Given exercise :: Can you pull out every line from the entries below that contains the word "waterfall"?

** begin The records **

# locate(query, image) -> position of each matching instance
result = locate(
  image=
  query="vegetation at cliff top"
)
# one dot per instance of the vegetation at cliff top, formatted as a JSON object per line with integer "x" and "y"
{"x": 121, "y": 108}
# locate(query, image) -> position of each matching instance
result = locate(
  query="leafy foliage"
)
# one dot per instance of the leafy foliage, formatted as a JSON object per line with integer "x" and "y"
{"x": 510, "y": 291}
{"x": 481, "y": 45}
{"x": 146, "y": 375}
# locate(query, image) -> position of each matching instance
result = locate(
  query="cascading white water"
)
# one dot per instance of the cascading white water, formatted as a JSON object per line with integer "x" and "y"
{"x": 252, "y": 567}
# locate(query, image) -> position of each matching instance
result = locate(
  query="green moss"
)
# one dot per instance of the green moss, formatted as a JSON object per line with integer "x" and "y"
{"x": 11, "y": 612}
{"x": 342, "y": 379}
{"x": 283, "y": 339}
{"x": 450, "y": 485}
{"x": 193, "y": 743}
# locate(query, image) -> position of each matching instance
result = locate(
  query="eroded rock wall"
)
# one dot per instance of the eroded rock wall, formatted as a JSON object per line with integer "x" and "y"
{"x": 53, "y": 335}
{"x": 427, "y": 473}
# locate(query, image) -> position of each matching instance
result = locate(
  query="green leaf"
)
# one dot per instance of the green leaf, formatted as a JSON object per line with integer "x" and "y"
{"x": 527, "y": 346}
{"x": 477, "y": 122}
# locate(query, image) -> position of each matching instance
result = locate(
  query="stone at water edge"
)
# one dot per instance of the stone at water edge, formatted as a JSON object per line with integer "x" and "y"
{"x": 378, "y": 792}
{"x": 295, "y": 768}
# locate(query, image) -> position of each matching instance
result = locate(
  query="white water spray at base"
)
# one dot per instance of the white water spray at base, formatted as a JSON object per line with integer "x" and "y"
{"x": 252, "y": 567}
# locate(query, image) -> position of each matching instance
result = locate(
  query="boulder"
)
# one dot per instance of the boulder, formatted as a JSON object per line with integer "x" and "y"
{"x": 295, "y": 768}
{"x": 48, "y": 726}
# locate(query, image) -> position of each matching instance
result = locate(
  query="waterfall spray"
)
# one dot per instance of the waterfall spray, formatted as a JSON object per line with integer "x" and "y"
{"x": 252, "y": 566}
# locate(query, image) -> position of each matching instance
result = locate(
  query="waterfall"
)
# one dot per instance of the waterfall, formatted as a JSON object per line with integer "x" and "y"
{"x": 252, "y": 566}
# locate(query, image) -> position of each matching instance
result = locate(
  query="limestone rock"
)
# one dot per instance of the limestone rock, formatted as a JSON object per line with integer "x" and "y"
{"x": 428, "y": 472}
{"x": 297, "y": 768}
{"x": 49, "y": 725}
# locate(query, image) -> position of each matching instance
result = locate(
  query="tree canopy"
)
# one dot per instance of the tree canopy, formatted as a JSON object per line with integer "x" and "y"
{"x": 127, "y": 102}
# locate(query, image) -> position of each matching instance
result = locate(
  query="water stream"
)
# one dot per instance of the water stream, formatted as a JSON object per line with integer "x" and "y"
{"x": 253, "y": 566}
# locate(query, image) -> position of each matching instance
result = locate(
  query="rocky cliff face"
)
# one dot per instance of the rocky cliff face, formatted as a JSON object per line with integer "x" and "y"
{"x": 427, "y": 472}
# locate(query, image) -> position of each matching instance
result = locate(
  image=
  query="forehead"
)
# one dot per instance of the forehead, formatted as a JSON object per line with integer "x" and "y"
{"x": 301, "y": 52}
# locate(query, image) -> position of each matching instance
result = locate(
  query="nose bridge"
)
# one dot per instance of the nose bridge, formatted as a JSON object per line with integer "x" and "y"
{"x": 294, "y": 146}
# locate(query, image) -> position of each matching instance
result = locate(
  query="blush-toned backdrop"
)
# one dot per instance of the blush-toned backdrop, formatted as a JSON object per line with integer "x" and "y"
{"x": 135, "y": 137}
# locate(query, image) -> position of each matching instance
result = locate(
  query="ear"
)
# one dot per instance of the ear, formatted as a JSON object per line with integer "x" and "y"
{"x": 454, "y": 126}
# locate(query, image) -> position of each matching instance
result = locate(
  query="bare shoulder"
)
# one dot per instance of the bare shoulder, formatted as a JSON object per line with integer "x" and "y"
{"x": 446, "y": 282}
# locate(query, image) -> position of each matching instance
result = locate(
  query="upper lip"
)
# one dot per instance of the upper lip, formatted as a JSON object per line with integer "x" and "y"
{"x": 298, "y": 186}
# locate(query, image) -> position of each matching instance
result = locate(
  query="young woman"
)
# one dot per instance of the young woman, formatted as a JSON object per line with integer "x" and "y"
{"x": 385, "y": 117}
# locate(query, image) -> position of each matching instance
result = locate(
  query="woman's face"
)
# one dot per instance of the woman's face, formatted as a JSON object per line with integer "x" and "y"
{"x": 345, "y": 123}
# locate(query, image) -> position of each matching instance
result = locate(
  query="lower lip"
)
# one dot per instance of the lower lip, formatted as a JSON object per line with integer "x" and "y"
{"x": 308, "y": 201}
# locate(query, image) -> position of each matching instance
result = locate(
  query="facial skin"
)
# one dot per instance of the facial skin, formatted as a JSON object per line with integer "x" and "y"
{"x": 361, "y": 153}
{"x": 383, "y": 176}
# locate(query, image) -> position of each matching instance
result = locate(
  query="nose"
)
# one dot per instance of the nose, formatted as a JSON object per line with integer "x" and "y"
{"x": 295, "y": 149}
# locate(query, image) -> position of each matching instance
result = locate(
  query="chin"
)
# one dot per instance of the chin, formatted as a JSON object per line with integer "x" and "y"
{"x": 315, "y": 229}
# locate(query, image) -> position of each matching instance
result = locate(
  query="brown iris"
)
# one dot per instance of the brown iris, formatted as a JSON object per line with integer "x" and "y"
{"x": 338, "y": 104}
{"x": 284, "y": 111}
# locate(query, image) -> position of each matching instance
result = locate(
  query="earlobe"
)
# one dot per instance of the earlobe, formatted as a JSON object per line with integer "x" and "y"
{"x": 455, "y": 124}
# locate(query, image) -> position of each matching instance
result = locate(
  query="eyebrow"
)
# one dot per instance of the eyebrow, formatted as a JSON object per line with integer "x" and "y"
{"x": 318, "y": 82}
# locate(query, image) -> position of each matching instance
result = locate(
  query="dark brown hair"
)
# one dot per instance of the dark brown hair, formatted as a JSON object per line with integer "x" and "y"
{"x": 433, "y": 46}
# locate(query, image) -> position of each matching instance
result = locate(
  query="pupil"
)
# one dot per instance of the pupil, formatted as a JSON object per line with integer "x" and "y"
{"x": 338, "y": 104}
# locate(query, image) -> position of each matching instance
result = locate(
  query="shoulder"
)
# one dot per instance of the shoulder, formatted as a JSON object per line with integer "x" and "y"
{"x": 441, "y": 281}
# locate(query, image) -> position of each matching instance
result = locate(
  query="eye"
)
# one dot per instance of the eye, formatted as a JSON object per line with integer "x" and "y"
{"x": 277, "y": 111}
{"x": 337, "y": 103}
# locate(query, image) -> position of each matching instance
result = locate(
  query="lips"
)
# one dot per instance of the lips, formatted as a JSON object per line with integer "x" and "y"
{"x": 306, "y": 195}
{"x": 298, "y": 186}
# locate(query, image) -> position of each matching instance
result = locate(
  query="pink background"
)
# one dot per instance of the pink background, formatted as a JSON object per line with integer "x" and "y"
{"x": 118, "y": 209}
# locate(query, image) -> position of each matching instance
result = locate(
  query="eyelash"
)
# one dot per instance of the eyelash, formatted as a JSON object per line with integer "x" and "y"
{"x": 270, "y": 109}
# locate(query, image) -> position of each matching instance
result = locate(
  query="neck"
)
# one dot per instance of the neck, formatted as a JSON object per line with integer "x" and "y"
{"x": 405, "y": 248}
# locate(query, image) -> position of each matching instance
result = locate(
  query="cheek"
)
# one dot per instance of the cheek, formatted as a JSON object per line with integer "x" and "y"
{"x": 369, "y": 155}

** end The records **

Exercise result ::
  query="waterfall spray"
# one dot per instance of the waterfall spray, formatted as a JSON object per line with integer "x" and "y"
  query="waterfall"
# one dot per instance of the waterfall, formatted as a JSON object per line with integer "x" and "y"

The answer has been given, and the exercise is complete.